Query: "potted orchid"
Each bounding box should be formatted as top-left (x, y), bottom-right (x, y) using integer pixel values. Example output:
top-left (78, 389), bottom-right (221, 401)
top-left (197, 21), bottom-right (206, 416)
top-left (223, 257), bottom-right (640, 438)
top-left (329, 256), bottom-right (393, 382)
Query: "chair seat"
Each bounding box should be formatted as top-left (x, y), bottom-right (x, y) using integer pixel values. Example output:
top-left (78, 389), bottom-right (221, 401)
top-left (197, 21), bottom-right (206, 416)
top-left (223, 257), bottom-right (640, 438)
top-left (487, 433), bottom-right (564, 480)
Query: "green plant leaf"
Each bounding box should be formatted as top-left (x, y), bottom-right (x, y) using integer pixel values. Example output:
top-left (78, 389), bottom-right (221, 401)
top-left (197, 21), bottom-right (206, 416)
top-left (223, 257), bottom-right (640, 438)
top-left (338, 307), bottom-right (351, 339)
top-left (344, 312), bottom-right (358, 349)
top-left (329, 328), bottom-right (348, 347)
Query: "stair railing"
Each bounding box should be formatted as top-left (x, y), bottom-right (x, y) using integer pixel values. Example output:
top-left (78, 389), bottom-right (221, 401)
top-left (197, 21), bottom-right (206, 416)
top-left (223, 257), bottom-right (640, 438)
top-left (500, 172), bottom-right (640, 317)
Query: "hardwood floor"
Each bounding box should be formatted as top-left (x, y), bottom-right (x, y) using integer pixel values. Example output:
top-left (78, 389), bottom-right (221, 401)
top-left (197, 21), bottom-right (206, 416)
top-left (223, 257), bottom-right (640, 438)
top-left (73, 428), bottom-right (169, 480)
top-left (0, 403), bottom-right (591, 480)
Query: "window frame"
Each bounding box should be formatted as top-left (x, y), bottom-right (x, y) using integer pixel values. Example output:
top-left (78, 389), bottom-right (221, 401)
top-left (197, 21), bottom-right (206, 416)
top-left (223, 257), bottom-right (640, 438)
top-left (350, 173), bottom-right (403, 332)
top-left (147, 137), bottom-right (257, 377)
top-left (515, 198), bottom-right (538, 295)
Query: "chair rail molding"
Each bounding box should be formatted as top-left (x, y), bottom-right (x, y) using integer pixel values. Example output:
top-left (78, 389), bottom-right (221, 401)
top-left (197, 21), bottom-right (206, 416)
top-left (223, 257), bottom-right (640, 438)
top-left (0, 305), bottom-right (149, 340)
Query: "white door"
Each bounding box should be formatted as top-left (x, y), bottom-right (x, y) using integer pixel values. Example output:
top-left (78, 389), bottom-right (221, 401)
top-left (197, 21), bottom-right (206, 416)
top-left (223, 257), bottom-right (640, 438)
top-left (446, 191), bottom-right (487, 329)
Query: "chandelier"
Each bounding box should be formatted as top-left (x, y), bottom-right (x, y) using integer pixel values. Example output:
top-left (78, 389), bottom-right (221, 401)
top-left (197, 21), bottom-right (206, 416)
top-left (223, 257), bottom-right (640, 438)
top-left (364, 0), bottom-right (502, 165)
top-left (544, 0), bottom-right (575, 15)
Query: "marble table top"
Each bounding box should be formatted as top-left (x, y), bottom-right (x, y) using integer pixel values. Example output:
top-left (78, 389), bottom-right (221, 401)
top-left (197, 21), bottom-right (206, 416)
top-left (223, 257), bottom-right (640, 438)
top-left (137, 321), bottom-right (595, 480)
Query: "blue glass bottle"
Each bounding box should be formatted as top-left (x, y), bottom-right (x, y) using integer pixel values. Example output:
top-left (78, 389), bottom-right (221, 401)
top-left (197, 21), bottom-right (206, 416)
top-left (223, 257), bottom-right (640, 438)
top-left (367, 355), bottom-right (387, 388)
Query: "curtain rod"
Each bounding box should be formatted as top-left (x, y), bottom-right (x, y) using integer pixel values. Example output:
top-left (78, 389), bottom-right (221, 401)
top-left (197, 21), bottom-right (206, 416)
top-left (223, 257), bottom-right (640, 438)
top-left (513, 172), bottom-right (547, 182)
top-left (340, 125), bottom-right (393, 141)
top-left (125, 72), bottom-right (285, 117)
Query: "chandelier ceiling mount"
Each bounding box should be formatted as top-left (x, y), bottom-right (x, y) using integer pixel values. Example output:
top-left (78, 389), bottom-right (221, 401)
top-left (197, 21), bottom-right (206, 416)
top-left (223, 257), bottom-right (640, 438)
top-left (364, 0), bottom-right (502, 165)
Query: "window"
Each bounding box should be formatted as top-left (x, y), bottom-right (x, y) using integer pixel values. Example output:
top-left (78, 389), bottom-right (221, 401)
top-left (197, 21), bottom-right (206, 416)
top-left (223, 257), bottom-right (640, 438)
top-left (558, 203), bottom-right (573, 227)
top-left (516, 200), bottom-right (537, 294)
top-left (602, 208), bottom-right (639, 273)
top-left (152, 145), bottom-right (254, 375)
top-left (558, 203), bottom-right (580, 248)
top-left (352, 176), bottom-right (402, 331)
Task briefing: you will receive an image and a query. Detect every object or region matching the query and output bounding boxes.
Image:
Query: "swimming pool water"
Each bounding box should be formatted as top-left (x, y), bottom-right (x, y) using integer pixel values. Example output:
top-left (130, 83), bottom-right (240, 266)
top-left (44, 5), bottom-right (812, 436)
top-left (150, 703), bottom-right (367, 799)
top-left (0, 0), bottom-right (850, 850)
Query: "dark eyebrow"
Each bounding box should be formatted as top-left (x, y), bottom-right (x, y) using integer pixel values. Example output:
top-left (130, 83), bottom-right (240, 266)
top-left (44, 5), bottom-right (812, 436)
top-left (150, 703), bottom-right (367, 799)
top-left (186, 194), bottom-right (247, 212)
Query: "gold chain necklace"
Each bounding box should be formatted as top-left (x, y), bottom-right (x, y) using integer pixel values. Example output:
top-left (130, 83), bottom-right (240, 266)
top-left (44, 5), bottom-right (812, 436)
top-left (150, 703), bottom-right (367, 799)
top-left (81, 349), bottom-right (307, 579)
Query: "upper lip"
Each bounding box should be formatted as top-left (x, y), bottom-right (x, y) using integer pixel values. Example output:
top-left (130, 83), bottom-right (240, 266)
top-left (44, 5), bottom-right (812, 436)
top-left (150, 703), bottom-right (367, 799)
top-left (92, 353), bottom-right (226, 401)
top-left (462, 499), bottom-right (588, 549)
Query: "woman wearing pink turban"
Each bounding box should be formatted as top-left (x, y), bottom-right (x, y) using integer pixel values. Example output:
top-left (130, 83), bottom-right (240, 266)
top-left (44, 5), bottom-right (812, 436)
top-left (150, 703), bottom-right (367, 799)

-----

__WORK TO BE COMPLETED__:
Change every "integer pixel values" in all of the material above to "whole-number pixel values", and leave everything else unchanged.

__OUTPUT BELOW__:
Query: "potted orchid"
Each bounding box should be formatted as top-left (x, y), bottom-right (x, y) using whole-number pixel values. Example output:
top-left (78, 389), bottom-right (221, 401)
top-left (197, 21), bottom-right (206, 416)
top-left (223, 257), bottom-right (640, 438)
top-left (329, 256), bottom-right (393, 382)
Query: "chair seat"
Each bounding box should be formatted as top-left (x, y), bottom-right (x, y) using whole-number pixel values. Example output:
top-left (78, 389), bottom-right (221, 401)
top-left (197, 21), bottom-right (206, 416)
top-left (223, 257), bottom-right (640, 438)
top-left (487, 433), bottom-right (564, 480)
Query: "green plant leaf"
Each bounding box should be formatted as top-left (x, y), bottom-right (x, y) using whole-number pixel values. Example output:
top-left (78, 389), bottom-right (221, 401)
top-left (197, 21), bottom-right (206, 416)
top-left (223, 257), bottom-right (640, 438)
top-left (338, 307), bottom-right (351, 339)
top-left (344, 312), bottom-right (358, 349)
top-left (329, 328), bottom-right (348, 347)
Query: "stair railing"
Each bounding box should be formatted as top-left (x, y), bottom-right (x, y) using whole-number pixel values. Example output:
top-left (78, 389), bottom-right (221, 401)
top-left (197, 21), bottom-right (206, 416)
top-left (223, 257), bottom-right (640, 438)
top-left (500, 172), bottom-right (640, 317)
Query: "hardwood floor"
Each bounding box should be formatted as top-left (x, y), bottom-right (x, y) using whole-number pixel values. Example output:
top-left (78, 389), bottom-right (221, 401)
top-left (197, 21), bottom-right (206, 416)
top-left (223, 257), bottom-right (640, 438)
top-left (73, 428), bottom-right (169, 480)
top-left (0, 403), bottom-right (591, 480)
Query: "window frame"
Each bounding box should be formatted as top-left (x, y), bottom-right (x, y) using whole-number pixel values. Example output:
top-left (78, 389), bottom-right (221, 401)
top-left (197, 21), bottom-right (206, 416)
top-left (223, 257), bottom-right (640, 438)
top-left (350, 173), bottom-right (403, 332)
top-left (147, 137), bottom-right (257, 377)
top-left (515, 198), bottom-right (538, 295)
Query: "chair rail molding"
Each bounding box should be formatted as top-left (x, y), bottom-right (x, y) using whole-number pixel values. Example output:
top-left (78, 389), bottom-right (221, 401)
top-left (197, 21), bottom-right (206, 416)
top-left (223, 257), bottom-right (640, 438)
top-left (0, 305), bottom-right (149, 340)
Query: "white door"
Each bounding box should be formatted as top-left (x, y), bottom-right (x, y) using whole-number pixel values. Example output:
top-left (78, 389), bottom-right (221, 401)
top-left (197, 21), bottom-right (206, 416)
top-left (223, 257), bottom-right (640, 438)
top-left (446, 191), bottom-right (487, 329)
Query: "chandelier"
Each bounding box should be formatted as top-left (x, y), bottom-right (x, y) using whole-number pixel values. Example output:
top-left (78, 389), bottom-right (221, 401)
top-left (197, 21), bottom-right (206, 416)
top-left (223, 257), bottom-right (640, 438)
top-left (364, 0), bottom-right (502, 165)
top-left (544, 0), bottom-right (575, 15)
Query: "marble table top"
Each bounding box should be formatted as top-left (x, y), bottom-right (x, y) using whole-number pixel values. Example output:
top-left (78, 389), bottom-right (221, 401)
top-left (197, 21), bottom-right (206, 416)
top-left (223, 257), bottom-right (640, 438)
top-left (137, 321), bottom-right (595, 480)
Query: "blue glass bottle"
Each bounding box should be formatted as top-left (x, y), bottom-right (x, y) using whole-number pixel values. Example output:
top-left (78, 389), bottom-right (221, 401)
top-left (197, 21), bottom-right (206, 416)
top-left (223, 257), bottom-right (640, 438)
top-left (367, 355), bottom-right (387, 388)
Query: "curtain rod"
Each bounding box should be formatted as top-left (x, y), bottom-right (x, y) using whole-number pixel values. Example output:
top-left (78, 389), bottom-right (221, 401)
top-left (197, 21), bottom-right (206, 416)
top-left (223, 257), bottom-right (640, 438)
top-left (513, 172), bottom-right (547, 182)
top-left (340, 125), bottom-right (393, 141)
top-left (125, 72), bottom-right (285, 117)
Query: "chandelier ceiling mount"
Each bounding box should be formatted as top-left (x, y), bottom-right (x, y) using whole-number pixel values. Example output:
top-left (78, 389), bottom-right (221, 401)
top-left (197, 21), bottom-right (206, 416)
top-left (223, 257), bottom-right (640, 438)
top-left (364, 0), bottom-right (502, 165)
Query: "window"
Each bounding box should be formatted as top-left (x, y), bottom-right (x, y) using whole-number pixel values. Example output:
top-left (78, 389), bottom-right (221, 401)
top-left (197, 21), bottom-right (206, 416)
top-left (223, 257), bottom-right (640, 438)
top-left (558, 203), bottom-right (573, 227)
top-left (516, 200), bottom-right (537, 294)
top-left (602, 208), bottom-right (639, 273)
top-left (152, 145), bottom-right (254, 375)
top-left (558, 203), bottom-right (580, 248)
top-left (352, 176), bottom-right (402, 331)
Task briefing: you will receive an image and a query. Detect every object or region matching the query and output bounding boxes.
Image:
Query: "swimming pool water"
Each bounding box should be formatted as top-left (x, y), bottom-right (x, y) using whole-number pixel values. Example output:
top-left (130, 83), bottom-right (240, 266)
top-left (44, 5), bottom-right (812, 436)
top-left (150, 703), bottom-right (367, 799)
top-left (0, 0), bottom-right (850, 850)
Query: "dark eyebrow"
Each bounding box should be formatted as top-left (x, y), bottom-right (x, y) using whole-number pixel values. Example output:
top-left (130, 83), bottom-right (240, 266)
top-left (44, 5), bottom-right (812, 436)
top-left (150, 703), bottom-right (367, 799)
top-left (186, 194), bottom-right (247, 212)
Query: "gold chain necklace"
Each bounding box should be formatted as top-left (x, y), bottom-right (x, y) using whole-number pixel values. Example output:
top-left (130, 83), bottom-right (240, 266)
top-left (44, 5), bottom-right (812, 436)
top-left (150, 703), bottom-right (367, 799)
top-left (81, 349), bottom-right (307, 579)
Query: "upper lip"
Each bounding box should be formatted as top-left (x, y), bottom-right (x, y) using whole-number pixel values. Example output:
top-left (130, 83), bottom-right (240, 266)
top-left (44, 5), bottom-right (812, 436)
top-left (150, 703), bottom-right (367, 799)
top-left (92, 353), bottom-right (226, 401)
top-left (462, 499), bottom-right (588, 549)
Query: "woman wearing pink turban"
Each bounding box should be formatted as top-left (x, y), bottom-right (x, y) using whole-number pixel values. Example output:
top-left (130, 83), bottom-right (240, 266)
top-left (44, 5), bottom-right (812, 436)
top-left (150, 703), bottom-right (367, 799)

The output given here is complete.